───── Okuma metni ─────
Kerem Görsev ile sizler için söyleştik...

Söyleşi Röportajlar Kerem Görsev ile sizler için söyleştik...

Türkiye`nin en ünlü jazz sanatçılarından biri olan Kerem Görsev`le, müzik yaşamı, projeleri, hayata bakışı üzerine söyleştik...

Paylaş:

Yorumlar:

istanbul.net.tr Ocak 15, 2014

“Benim sevdiğim müzik, 1940’ ların, 1950’ lerin jazz`ı, geleneksel jazz. Ben bugünlerde, o geleneksel müziği, o “sound”u, kendi bestelerimle yakalamak istiyorum. Ben o dönemleri yaşayan bir insanım. Yaşım o kadar büyük değil, ama ruhum oralarda. "Bu cümleler Türkiye’ nin en iyi piyanistlerinden birinin dilinden döküldü. Duygularını anlayacağınız, belki de paylaşacağınız ve kesinlikle keyifle okuyacağınız bir yazıya dönüştü. Bu yazıyı okuduktan sonra onun hakkında daha ayrıntılı bilgi sahibi olmak ya da onunla bağlantı kurmak isterseniz www.keremgorsev.com ona ulaşabileceğiniz doğru adres.

* Kerem Görsev’ in kendine özel bir tarz oluşturması nasıl bir aşama gerektirdi ?
───── Veri dökümü ─────
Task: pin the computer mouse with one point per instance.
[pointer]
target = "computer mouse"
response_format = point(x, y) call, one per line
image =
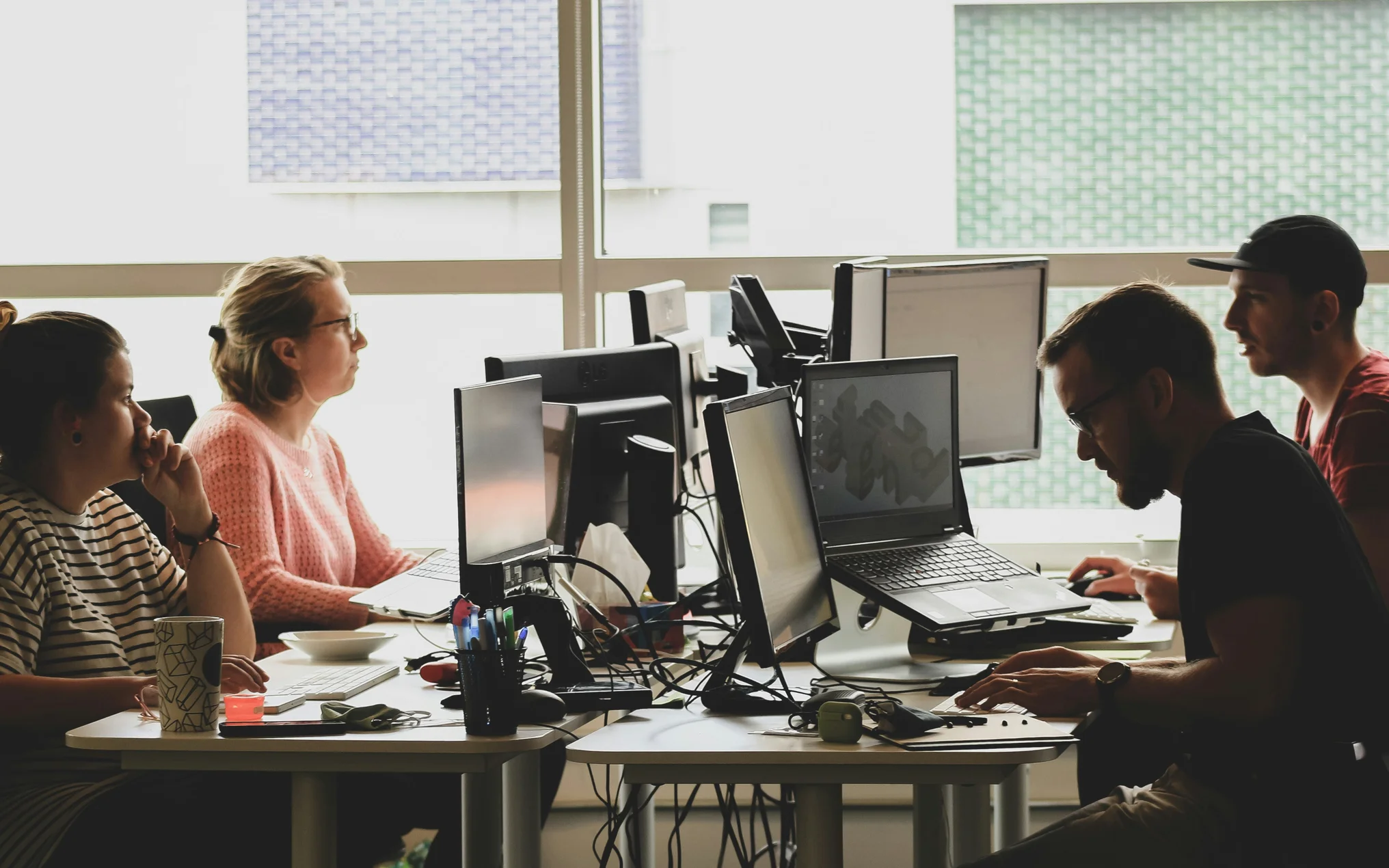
─────
- **Verilen görevler**
a) Kerem Görsev söyleşisini baştan sona, hiçbir değişiklik yapmadan yazın.
b) Kayıtlardaki tüm satırları hiçbir değişiklik yapmadan yeniden verin; resimleri yanıta eklemeyin.

- **Alıştırma yanıtları**
a)
Kerem Görsev ile sizler için söyleştik...

Söyleşi Röportajlar Kerem Görsev ile sizler için söyleştik...

Türkiye`nin en ünlü jazz sanatçılarından biri olan Kerem Görsev`le, müzik yaşamı, projeleri, hayata bakışı üzerine söyleştik...

Paylaş:

Yorumlar:

istanbul.net.tr Ocak 15, 2014

“Benim sevdiğim müzik, 1940’ ların, 1950’ lerin jazz`ı, geleneksel jazz. Ben bugünlerde, o geleneksel müziği, o “sound”u, kendi bestelerimle yakalamak istiyorum. Ben o dönemleri yaşayan bir insanım. Yaşım o kadar büyük değil, ama ruhum oralarda. "Bu cümleler Türkiye’ nin en iyi piyanistlerinden birinin dilinden döküldü. Duygularını anlayacağınız, belki de paylaşacağınız ve kesinlikle keyifle okuyacağınız bir yazıya dönüştü. Bu yazıyı okuduktan sonra onun hakkında daha ayrıntılı bilgi sahibi olmak ya da onunla bağlantı kurmak isterseniz www.keremgorsev.com ona ulaşabileceğiniz doğru adres.

* Kerem Görsev’ in kendine özel bir tarz oluşturması nasıl bir aşama gerektirdi ?

b)
Task: pin the computer mouse with one point per instance.
[pointer]
target = "computer mouse"
response_format = point(x, y) call, one per line
image =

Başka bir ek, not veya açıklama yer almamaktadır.